Texte fourni:
Ce serait un dévoilement très particulier qui userait d'un imaginaire hallucinatoire. J'entends par là complètement descellé du monde objectif, complètement délivré de la banalité de celui-ci. Et le ressort de sa mobilité serait bien sûr le pathos. En ce sens, cet art serait « abstrait », ce qui ne signifie pas qu'il serait sans objet. Ce serait cette vie invisible qui nous traverse sans nous demander notre avis. Quant au sujet, au personnage, il serait immergé dans cette vie qui ne l'a pas consulté, qui lui impose ses structures. (id., p. 318)

Et plus loin, cette nouvelle référence, laquelle reconduit à la danse, cette fois :

[…] le style chez moi n'est qu'une respiration, avec ce qu'elle implique pathétiquement. […] Ce que je cherche est une sorte d'exposition du corps. Je ne sais comment on pourrait parvenir à réaliser en littérature ce que font les danseurs. Chaque fois que le ballet mime une histoire, il est grotesque. Le ballet a bien un langage mais il n'y a véritablement expression qu'au moment où il ne représente rien. Qu'est-ce qui s'exprime alors ? Le corps, ses pouvoirs, ses dons, cette vie qui est souffrante et jouissante et qui est là. Comment y parvenir littérairement ? C'est en tout cas ce que j'ai cherché à faire. (id., p. 323)

Michel Henry, d'ailleurs, note que Kandinsky lui-même, en ses écrits, utilise des images ou des éléments narratifs pour évoquer les dynamismes abstraits qui organisent ce qu'il appelle le « Plan Originel » de ses tableaux, entendons le format qu'impose à chacun le pathos invisible à exprimer. Ainsi, pour commenter un certain mouvement des éléments picturaux dans une toile, évoque-t-il « l'aventure d'un homme rentrant chez lui au terme d'une journée ou d'un voyage harassants », laquelle, interprète Henry, « n'est que la figuration particulière, parmi une infinité d'autres possibles, d'un devenir beaucoup plus général, celui de la subjectivité absolue de la vie et des tonalités affectives fondamentales en lesquelles elle se transforme […] » (K, p. 114). De même il loue « le caractère littéraire, c'est-à-dire émotif et affectif des admirables descriptions que Kandinsky a données des couleurs et de leurs combinaisons. Celle du jaune par exemple. […] le jaune tourmente l'homme, il le pique et l'excite, s'impose à lui comme une contrainte, l'importune avec une espèce de violence insupportable. […] » (K, pp. 137-138). C'est que la métaphore représente, par le biais d'événements naturels ou humains, la venue aux couleurs peintes de ce qui est de soi une impression sans couleur agissant au sein de la Vie invisible.

Données fournies:
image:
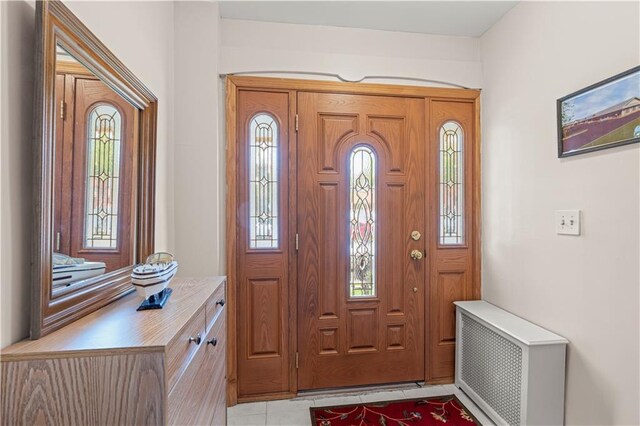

Exercice: Pouvez-vous recopier mot pour mot, dans le texte fourni, le passage qui va de « Ce serait un » jusqu'à « structures. (id., p. 318) » ?

Tâche réalisée:
Ce serait un dévoilement très particulier qui userait d'un imaginaire hallucinatoire. J'entends par là complètement descellé du monde objectif, complètement délivré de la banalité de celui-ci. Et le ressort de sa mobilité serait bien sûr le pathos. En ce sens, cet art serait « abstrait », ce qui ne signifie pas qu'il serait sans objet. Ce serait cette vie invisible qui nous traverse sans nous demander notre avis. Quant au sujet, au personnage, il serait immergé dans cette vie qui ne l'a pas consulté, qui lui impose ses structures. (id., p. 318)